▶ [DATA TO PROCESS]
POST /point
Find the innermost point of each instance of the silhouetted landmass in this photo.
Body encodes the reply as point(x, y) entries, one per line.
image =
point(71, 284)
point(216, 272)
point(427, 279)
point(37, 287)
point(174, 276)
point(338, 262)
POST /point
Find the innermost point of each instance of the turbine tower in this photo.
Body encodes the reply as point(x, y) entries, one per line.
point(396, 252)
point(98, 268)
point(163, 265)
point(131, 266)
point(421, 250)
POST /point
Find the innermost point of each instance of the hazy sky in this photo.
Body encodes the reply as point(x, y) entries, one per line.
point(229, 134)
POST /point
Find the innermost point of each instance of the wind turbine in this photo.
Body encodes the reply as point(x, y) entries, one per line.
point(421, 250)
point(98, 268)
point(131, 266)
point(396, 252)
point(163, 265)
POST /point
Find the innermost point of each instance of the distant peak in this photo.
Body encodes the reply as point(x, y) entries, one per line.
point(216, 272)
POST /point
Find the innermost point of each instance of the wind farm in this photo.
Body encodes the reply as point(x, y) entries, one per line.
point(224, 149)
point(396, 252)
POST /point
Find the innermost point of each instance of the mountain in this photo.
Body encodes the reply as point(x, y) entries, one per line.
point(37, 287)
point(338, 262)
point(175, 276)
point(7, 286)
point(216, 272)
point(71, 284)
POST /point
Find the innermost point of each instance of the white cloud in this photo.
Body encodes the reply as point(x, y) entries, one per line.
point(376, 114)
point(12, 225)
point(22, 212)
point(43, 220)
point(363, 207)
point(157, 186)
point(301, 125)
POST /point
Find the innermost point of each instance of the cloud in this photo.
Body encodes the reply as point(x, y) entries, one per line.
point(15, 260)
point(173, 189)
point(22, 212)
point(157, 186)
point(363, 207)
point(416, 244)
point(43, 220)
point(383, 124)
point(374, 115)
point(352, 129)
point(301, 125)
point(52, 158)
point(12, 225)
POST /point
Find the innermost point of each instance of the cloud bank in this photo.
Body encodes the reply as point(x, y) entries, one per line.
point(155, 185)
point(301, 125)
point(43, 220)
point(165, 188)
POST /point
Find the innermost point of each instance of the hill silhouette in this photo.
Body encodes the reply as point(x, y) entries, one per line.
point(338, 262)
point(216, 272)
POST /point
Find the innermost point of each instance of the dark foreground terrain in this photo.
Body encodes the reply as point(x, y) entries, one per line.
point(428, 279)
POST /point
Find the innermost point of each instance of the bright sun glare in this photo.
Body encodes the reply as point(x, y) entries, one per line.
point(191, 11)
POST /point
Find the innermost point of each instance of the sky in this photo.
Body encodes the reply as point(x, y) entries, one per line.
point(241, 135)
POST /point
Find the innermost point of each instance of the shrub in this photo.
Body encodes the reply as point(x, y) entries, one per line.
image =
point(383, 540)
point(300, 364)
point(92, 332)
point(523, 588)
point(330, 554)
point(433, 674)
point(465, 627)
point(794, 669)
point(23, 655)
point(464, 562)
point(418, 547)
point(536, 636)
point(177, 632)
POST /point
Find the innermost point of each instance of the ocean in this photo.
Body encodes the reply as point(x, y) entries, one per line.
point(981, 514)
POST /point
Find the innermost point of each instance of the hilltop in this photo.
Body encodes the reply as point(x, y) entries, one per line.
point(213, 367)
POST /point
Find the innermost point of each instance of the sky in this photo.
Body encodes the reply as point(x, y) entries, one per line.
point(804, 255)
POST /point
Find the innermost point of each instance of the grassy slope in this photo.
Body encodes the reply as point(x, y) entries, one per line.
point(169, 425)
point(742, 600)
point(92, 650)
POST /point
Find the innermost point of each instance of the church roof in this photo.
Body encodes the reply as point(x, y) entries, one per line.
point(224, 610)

▶ [WHAT NEEDS TO BE DONE] Write out all of the records once more, exactly.

▶ [EXERCISE RESPONSE]
POST /point
Find the innermost point of each instance of the silhouetted landmass in this photo.
Body encodes the reply as point(x, y) entries, one per line.
image =
point(71, 284)
point(216, 272)
point(427, 279)
point(37, 287)
point(174, 276)
point(338, 262)
POST /point
Find the innermost point of each instance of the turbine tower in this photo.
Body encodes the reply as point(x, y) entries, one per line.
point(396, 252)
point(98, 268)
point(163, 265)
point(131, 266)
point(421, 250)
POST /point
Find the innermost point of each instance of the hazy sky in this photo.
Body encodes the reply as point(x, y) entries, one per line.
point(229, 134)
POST /point
Find the innermost point of each instance of the wind turbine in this photo.
Body encodes the reply as point(x, y) entries, one per line.
point(421, 250)
point(98, 268)
point(131, 266)
point(396, 252)
point(163, 265)
POST /point
Find the innermost point of each instance of the distant peak in this photo.
Body encodes the reply as point(x, y) entries, one per line.
point(216, 272)
POST /point
Find the innermost point of each instance of the wind farm in this photo.
Body encodes the reply as point(x, y) entries, one per line.
point(224, 149)
point(396, 252)
POST /point
Find the innermost point of each instance of the mountain in this photo.
Body encodes the reply as point(x, y) entries, one per line.
point(37, 287)
point(338, 262)
point(175, 276)
point(7, 286)
point(216, 272)
point(71, 284)
POST /point
Find the innermost point of each instance of the white cloud in this photo.
Body encodes the reply as point(x, y) entries, one per line.
point(376, 114)
point(12, 225)
point(22, 212)
point(43, 220)
point(363, 207)
point(157, 186)
point(301, 125)
POST /point
Find the innermost point of each instance of the cloud in this photo.
Body encodes the reply as point(x, y) entries, one per line.
point(15, 260)
point(173, 189)
point(22, 212)
point(157, 186)
point(363, 207)
point(416, 244)
point(43, 220)
point(383, 124)
point(374, 115)
point(352, 129)
point(301, 125)
point(52, 158)
point(12, 225)
POST /point
Find the innermost point of each instance of the cloud bank in this photo.
Body encodes the reply as point(x, y) entries, one per line.
point(155, 185)
point(301, 125)
point(43, 220)
point(165, 188)
POST /point
Find the innermost point of each instance of the hill silhouette in this photo.
Body encodes the reply as point(x, y) entries, one per line.
point(338, 262)
point(216, 272)
POST /point
Find the innermost point of each instance of the dark foreground terrain in this photo.
Body encodes the reply as point(x, y) entries, one per line.
point(428, 279)
POST /point
Find the innermost point of each instance of the bright sun glare in this photo.
Body encodes the reply as point(x, y) entries, one per line.
point(191, 11)
POST /point
Find the innermost point of each instance of the sky in this photo.
Body encodes the reply as point(x, y) entries, one per line.
point(241, 135)
POST /point
Find the innermost point of each instance of the shrub in this photo.
Body encodes the reply as point(x, y) entries, one per line.
image =
point(383, 540)
point(300, 364)
point(92, 332)
point(523, 588)
point(330, 554)
point(433, 674)
point(465, 627)
point(794, 669)
point(23, 655)
point(464, 562)
point(418, 547)
point(536, 636)
point(177, 632)
POST /point
Find the innermost point of each instance of the ocean in this photo.
Body encodes the reply as point(x, y) entries, one per line.
point(981, 514)
POST /point
Find the innermost point of each instance of the hilltop in this photo.
Body encodes the reply as point(x, y) entries, one per line.
point(213, 367)
POST /point
Find the innermost point of each instance of the sky in this photo.
Body encodes the reply as point(x, y) entries, one per line.
point(804, 255)
POST /point
Find the innermost point of each instance of the grassy slope in this photo.
Body encodes the reply as point(x, y) entries, one per line.
point(169, 425)
point(742, 600)
point(92, 650)
POST /point
Find the innermost point of each instance of the church roof in this photo.
Body encodes the reply as point(x, y) entries, one per line.
point(224, 610)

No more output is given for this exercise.